Leave the pictures out and repeat the rest of the data below exactly.

**Source data**

>>>

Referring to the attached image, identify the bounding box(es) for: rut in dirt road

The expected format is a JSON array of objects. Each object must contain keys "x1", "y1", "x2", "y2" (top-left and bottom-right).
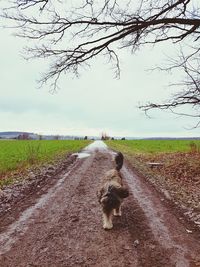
[{"x1": 0, "y1": 141, "x2": 200, "y2": 267}]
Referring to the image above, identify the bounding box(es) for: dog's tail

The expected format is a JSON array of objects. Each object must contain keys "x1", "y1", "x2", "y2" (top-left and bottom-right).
[{"x1": 115, "y1": 152, "x2": 124, "y2": 171}]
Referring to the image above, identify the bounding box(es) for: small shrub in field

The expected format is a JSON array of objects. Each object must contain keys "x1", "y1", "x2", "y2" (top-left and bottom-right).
[
  {"x1": 25, "y1": 143, "x2": 41, "y2": 164},
  {"x1": 189, "y1": 142, "x2": 200, "y2": 153}
]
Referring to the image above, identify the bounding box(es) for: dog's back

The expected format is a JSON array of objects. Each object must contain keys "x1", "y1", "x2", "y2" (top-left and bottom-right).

<<<

**Output below**
Referring to the attached image, identify the bounding box(es) for: rut in dirt road

The expected format is a JSON array of objects. Each object must contain keys "x1", "y1", "x2", "y2" (top-left and bottom-right).
[{"x1": 0, "y1": 141, "x2": 200, "y2": 267}]
Referring to the image above, identify the bounding box(es) for: dog's tail

The expected format is a JSON array of objects. Each object must contain keys "x1", "y1", "x2", "y2" (top-left and bottom-right).
[{"x1": 115, "y1": 152, "x2": 124, "y2": 171}]
Referring to the image above, identify the bounding box(es) for: small shrub in field

The expected format is a JSON array of objects. Each object must contain keys "x1", "y1", "x2", "y2" (top-left and bottom-right).
[
  {"x1": 25, "y1": 143, "x2": 41, "y2": 164},
  {"x1": 189, "y1": 142, "x2": 200, "y2": 153}
]
Referring to the image above, identify the bounding box(es) for: dog's back

The expected format is a JSON array of objects. Each object must contain keys "x1", "y1", "x2", "y2" (top-left and bottom-right).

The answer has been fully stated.